Assim como no texto inaugural, essa história eu tinha guardado para outro momento. Dessa vez não para a Folha ou outro portal, mas sim para contar para o meu amigo imaginário Fábio Porchat. Mas como ele anda muito ocupado e talvez esse momento possa demorar ou até mesmo nunca chegar, resolvi escrever porque acho que meu grande público merece ouvir/ler em primeira mão antes que a história pereça e perca boa parte da graça.


Quem me conhece... Um adendo importante: eu odeio quando alguém vem com esse papinho de quem “quem me conhece”, geralmente pra justificar uma merda e tipo, foda-se, se você fez ou não fez a merda, pouco importa se te conhecem ou não, mas bora lá. Retomando. Quem me conhece sabe que sou um cara difícil para sair. Não curto lugares cheios, com música que não seja do meu agrado e principalmente pagar caro para comer e beber, além de eu ser uma pessoa que quando o sono bate, o sono bate, não importa a circunstância – fora que para ir embora é sempre um rolê a parte, às vezes mais caro que a ida por falta de pessoas para dividir a condução. Ao mesmo tempo em que, dependendo da circunstância e do dia, eu sou o cara do bora, não importa para onde. Ou seja, sou o famoso chato. Isso é importante para história.

Tarefas:
1. No trecho da página, para quem a história tinha sido guardada antes de ser escrita?
2. Extraia do trecho da página, sem nenhuma alteração, a parte que começa com as palavras que contêm "Assim como no" e termina com "parte da graça.".
3. Continue o relato sobre ser difícil para sair a partir do ponto em que o trecho da página termina.

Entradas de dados
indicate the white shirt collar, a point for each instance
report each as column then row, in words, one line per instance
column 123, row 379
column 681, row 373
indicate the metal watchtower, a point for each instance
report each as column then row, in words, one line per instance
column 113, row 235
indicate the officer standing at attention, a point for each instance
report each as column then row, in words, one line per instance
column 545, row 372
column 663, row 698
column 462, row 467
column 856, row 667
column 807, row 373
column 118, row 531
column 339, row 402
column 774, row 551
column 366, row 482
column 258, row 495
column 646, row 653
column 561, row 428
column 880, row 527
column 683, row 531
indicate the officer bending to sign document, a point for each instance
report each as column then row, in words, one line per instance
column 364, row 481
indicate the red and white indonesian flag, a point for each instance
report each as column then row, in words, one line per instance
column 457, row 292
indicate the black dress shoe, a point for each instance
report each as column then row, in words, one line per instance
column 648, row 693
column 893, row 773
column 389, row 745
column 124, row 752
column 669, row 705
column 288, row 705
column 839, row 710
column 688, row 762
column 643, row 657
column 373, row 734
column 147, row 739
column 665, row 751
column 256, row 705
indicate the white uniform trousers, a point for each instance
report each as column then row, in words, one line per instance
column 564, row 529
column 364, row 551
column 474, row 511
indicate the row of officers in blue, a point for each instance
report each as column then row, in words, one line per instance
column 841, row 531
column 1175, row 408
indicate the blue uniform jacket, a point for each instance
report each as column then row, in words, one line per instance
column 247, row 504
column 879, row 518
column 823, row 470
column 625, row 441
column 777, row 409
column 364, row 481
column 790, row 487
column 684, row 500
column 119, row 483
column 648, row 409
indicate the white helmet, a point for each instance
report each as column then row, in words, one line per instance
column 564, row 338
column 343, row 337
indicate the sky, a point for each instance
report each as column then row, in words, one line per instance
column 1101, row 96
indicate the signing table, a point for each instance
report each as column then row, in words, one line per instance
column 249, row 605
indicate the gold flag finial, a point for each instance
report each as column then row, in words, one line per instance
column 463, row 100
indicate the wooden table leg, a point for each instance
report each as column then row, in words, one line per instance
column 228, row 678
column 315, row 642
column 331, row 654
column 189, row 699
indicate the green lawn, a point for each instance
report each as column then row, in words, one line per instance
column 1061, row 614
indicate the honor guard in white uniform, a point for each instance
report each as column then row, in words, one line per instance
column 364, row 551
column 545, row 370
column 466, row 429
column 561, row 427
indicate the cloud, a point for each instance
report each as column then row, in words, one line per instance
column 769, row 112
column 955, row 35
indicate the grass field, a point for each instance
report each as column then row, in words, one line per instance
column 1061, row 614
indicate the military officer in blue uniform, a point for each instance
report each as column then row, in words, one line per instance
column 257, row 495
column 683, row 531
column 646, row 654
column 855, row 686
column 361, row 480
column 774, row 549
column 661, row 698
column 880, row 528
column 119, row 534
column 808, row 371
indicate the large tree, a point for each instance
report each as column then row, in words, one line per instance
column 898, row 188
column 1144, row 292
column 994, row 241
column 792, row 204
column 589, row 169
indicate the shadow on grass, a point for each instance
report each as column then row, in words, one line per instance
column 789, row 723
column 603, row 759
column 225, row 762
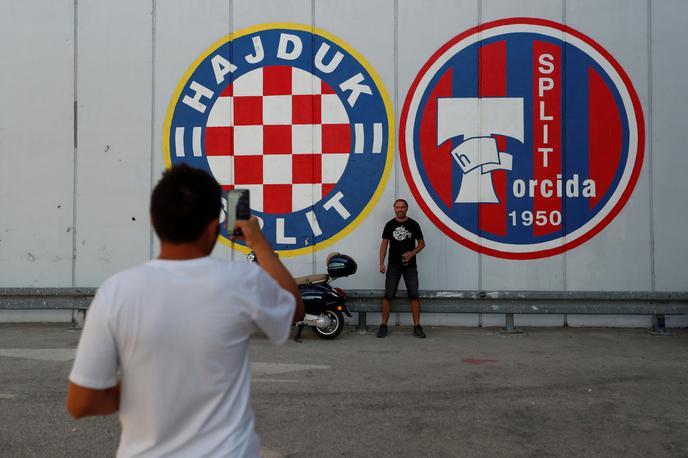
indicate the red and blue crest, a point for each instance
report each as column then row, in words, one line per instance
column 522, row 138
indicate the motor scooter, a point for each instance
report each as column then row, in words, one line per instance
column 324, row 305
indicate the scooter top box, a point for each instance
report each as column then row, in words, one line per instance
column 340, row 265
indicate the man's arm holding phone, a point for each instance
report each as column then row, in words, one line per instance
column 270, row 263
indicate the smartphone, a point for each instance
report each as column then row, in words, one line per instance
column 238, row 207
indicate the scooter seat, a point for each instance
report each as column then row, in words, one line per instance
column 310, row 279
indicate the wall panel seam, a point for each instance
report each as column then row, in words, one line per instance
column 648, row 142
column 151, row 238
column 76, row 127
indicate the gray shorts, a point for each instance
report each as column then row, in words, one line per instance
column 394, row 274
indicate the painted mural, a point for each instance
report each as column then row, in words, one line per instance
column 522, row 138
column 297, row 117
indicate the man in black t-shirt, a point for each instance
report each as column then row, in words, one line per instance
column 401, row 234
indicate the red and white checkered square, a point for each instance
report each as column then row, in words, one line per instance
column 282, row 133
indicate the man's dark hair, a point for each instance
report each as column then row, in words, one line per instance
column 183, row 202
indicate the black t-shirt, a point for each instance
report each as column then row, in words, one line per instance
column 402, row 237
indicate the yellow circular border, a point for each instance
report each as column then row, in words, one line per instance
column 361, row 60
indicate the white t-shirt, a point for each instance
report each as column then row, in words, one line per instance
column 178, row 331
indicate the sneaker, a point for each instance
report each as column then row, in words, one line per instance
column 382, row 331
column 418, row 332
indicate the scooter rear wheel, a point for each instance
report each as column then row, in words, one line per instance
column 332, row 331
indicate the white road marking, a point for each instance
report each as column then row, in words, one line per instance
column 260, row 369
column 40, row 354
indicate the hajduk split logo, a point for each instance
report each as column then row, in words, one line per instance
column 296, row 116
column 522, row 138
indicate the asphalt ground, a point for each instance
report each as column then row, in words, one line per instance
column 460, row 392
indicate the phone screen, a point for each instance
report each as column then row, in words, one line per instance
column 238, row 207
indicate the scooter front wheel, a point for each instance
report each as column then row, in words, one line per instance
column 335, row 327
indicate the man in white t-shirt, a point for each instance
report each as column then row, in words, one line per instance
column 165, row 343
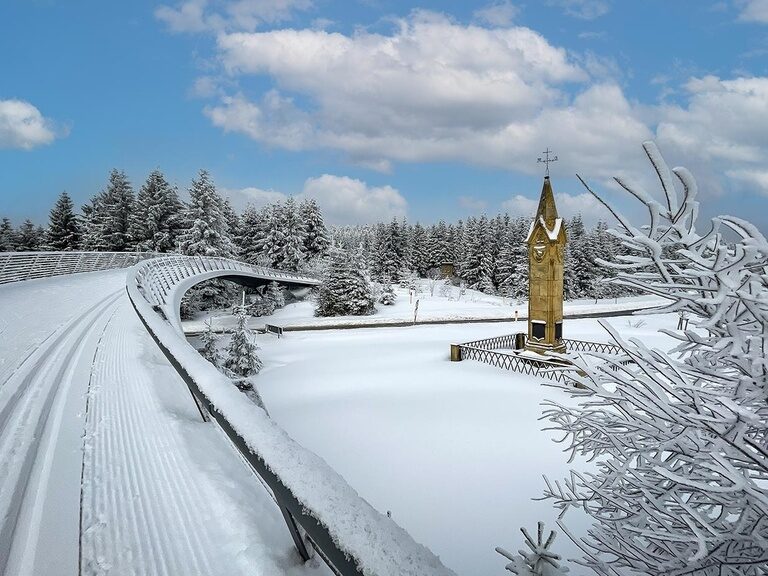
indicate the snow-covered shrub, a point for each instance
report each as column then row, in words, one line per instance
column 275, row 295
column 209, row 351
column 680, row 444
column 388, row 296
column 345, row 290
column 242, row 360
column 539, row 561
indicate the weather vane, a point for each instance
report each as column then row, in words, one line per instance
column 546, row 160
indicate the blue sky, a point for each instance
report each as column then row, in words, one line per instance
column 383, row 108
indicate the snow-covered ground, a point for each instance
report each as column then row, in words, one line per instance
column 472, row 305
column 158, row 491
column 454, row 450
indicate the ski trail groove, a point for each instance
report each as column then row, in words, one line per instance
column 142, row 508
column 25, row 415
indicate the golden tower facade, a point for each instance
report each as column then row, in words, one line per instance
column 546, row 249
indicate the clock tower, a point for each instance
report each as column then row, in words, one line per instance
column 546, row 247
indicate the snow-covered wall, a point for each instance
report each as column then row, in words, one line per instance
column 354, row 536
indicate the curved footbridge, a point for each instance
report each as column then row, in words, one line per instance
column 106, row 466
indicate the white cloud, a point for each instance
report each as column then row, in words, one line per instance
column 23, row 126
column 346, row 200
column 198, row 16
column 472, row 204
column 754, row 11
column 497, row 14
column 343, row 200
column 251, row 196
column 584, row 9
column 755, row 178
column 568, row 205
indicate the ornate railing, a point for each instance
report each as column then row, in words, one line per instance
column 486, row 351
column 321, row 510
column 19, row 266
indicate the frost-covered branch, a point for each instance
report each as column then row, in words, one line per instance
column 680, row 441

Respostas:
1. Para o amigo imaginário Fábio Porchat.

2.
Assim como no texto inaugural, essa história eu tinha guardado para outro momento. Dessa vez não para a Folha ou outro portal, mas sim para contar para o meu amigo imaginário Fábio Porchat. Mas como ele anda muito ocupado e talvez esse momento possa demorar ou até mesmo nunca chegar, resolvi escrever porque acho que meu grande público merece ouvir/ler em primeira mão antes que a história pereça e perca boa parte da graça.

3.
Bom, tudo começou no fim de um namoro (é lógico, decisões erradas começam assim). E quem já passou por isso sabe que é um momento da vida meio paia, meio aleatório, tentando se encontrar no mundo de novo para seguir em frente. Na época eu trabalhava em uma agência de publicidade de Goiânia e não ganhava bem, apenas o suficiente para pagar as contas e contar as moedas para escolher algum lazer caso sobrasse algum cascalho. Foi no meio dessa fossa em que eu me encontrava que uma menina de Brasília que eu não conhecia direito puxou papo comigo no Instagram e me convidou para ir a um evento de cinéfilos ao ar livre em uma casa, em que veriam filmes do Tarantino (eu acho) e tomariam uma cervejinha, algo bem light e clichê. Minha mãe morava em Brasília, então eu teria onde ficar. Como estava numa bad sem fim, sem ânimo para sair para os mesmos lugares de Goiânia, pensei “por que não?”. Topei o convite.


Passamos a semana combinando, seria no sábado, começaria a tarde e seguiria noite adentro. Eu só precisava ver como ir para Brasília. Apesar de ser uma cidade próxima, os 50 reais do busão pesariam muito no meu orçamento já limitado. Até que na agência na qual eu trabalhava, ouvi um cara do atendimento, que por acaso também era da minha turma da faculdade, combinando uma ida para Brasília no final de semana para outro evento. Não éramos exatamente amigos próximos, mas como tínhamos uma boa relação e nos conhecíamos há bons anos, engoli o orgulho da vergonha e mendiguei uma carona. Ele animadíssimo falou que rolava, era só eu falar com a amiga dele que era a dona do carro da carona, cuja qual eu não conhecia. Falei com a motorista e ela também ficou animada e topou na hora, era só eu contribuir com uns 15 conto pra gasosa. Economias feitas, logística programada para o role inusitado e todos animados, tudo certo para a aventura, certo? Não é bem assim.


Lá pela quinta-feira, a menina do Instagram, que me convidou com tanto afinco para esse evento, simplesmente sumiu, parou de responder minhas mensagens. Na sexta o sumiço continuou e percebi o perdido que eu tinha tomado. No sábado pela manhã, dia da viagem, nem me dei ao trabalho de preparar uma mochila. Mandei um zap para a moça da carona que logo em seguida me ligou. É aqui que começa a história.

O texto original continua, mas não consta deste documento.